Passage shown.

November was an eventful month for Strata, as the team had the opportunity to present the platform and engage with participants at various events. 

The Strata team first took part in Geneva Peace Week (GPW), organised by the Geneva Peacebuilding Platform, on the theme “From seeds to systems of peace: Weathering today’s challenges”. Strata was featured as part of the GPW digital series, in which UNEP collaborated with the Potsdam Institute for Climate Impact Research (PIK) and the Fragility, Conflict and Violence group of the World Bank (WB) to produce two podcast episodes on “Assessing the risks of climate change related conflict”. Strata was presented and discussed alongside the Weathering Risk initiative (adelphi and PIK) and tools for climate change and fragility (WB). Each of the three initiatives showed a distinct, state-of-the-art, data-driven approach to climate security modelling to support policy making and programming towards sustainable peace. The developers discussed with local peacebuilding practitioners the tools’ different challenges, complementarity and suitability. 

In addition, UNEP joined the GPW roundtable session on “Effective Learning and Assessment Tools for Environmental Peacebuilding” co-organised with adelphi and Search for Common Ground. The moderated conversation improved collaboration and knowledge-sharing between climate scientists, conservationists, peacebuilding practitioners and other participants, who expressed their interest in having accessible tools and open-source climate change and conflict data for environmental peacebuilding and better decision making. 

The Strata team also presented at the 26th UN Climate Change Conference of the Parties (COP26) under the Chatham House Virtual Pavillion on Climate Security. While the knowledge base on climate-related security threats is steadily increasing, this session emphasised sharing practical experiences and emerging lessons in addressing climate-related security risks in fragile and conflict-affected contexts. The format of the session was ‘the human library’, a set of interactive small group discussions that allowed speakers and participants to engage on equal levels.

Excerpted records.
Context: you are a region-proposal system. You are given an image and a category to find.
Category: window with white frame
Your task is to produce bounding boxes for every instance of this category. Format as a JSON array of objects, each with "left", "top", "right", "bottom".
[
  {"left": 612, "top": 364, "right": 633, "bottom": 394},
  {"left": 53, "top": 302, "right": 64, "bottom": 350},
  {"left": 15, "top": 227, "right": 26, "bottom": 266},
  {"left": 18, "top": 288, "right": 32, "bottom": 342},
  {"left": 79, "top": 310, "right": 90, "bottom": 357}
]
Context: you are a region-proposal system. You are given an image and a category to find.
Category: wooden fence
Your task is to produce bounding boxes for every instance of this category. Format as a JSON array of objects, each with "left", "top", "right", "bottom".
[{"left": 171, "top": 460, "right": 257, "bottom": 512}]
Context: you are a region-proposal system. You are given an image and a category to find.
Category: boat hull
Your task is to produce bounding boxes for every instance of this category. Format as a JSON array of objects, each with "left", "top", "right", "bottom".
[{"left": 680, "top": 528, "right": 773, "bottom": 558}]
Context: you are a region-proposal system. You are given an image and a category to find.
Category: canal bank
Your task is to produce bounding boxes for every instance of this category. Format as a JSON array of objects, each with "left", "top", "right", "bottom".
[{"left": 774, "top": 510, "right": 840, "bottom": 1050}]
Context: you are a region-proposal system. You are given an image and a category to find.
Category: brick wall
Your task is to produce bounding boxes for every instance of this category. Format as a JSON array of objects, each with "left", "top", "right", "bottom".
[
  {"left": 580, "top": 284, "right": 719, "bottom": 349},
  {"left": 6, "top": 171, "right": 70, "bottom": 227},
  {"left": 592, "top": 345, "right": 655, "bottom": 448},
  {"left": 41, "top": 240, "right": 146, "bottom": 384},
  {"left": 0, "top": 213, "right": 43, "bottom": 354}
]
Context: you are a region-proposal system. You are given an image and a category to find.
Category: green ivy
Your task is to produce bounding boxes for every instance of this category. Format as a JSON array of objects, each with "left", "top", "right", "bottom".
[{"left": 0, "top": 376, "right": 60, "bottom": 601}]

Required work.
a - Reproduce, word for word, the stretch of the Strata events passage from "The Strata team also" through "on equal levels.".
b - Carry on the account of Strata's November events from the point where it stops.

Exercise results.
a -
The Strata team also presented at the 26th UN Climate Change Conference of the Parties (COP26) under the Chatham House Virtual Pavillion on Climate Security. While the knowledge base on climate-related security threats is steadily increasing, this session emphasised sharing practical experiences and emerging lessons in addressing climate-related security risks in fragile and conflict-affected contexts. The format of the session was ‘the human library’, a set of interactive small group discussions that allowed speakers and participants to engage on equal levels.

b -
On 17 November, Strata joined UNDRR and GFDRR’s Joint Workshop on Advancing Digital Public Goods for Disaster and Climate Risk Reduction. Strata contributed to the panel on fostering innovation of digital platforms and tools to meet the needs of the most vulnerable. Among many multidimensional risk data platforms discussed, Strata was the only one focusing on conflict-affected and fragile regions. A recording of the event is available here.

Lastly, Strata was presented at the Geo for Good Summit. The annual event, organised by Google within the framework of Google Earth Engine, brings together non-profits groups, scientists, government agencies and other change-makers using mapping tools and geospatial technologies to effect positive change. In the session, the Strata team argued that applications and datasets from earth observation are essential to identifying and tracking climate-related security risks. However, these analytics need to be more accessible and easy to use for climate-security practitioners and decision-makers. This is the gap that Strata aims to fill. The session recording is available here.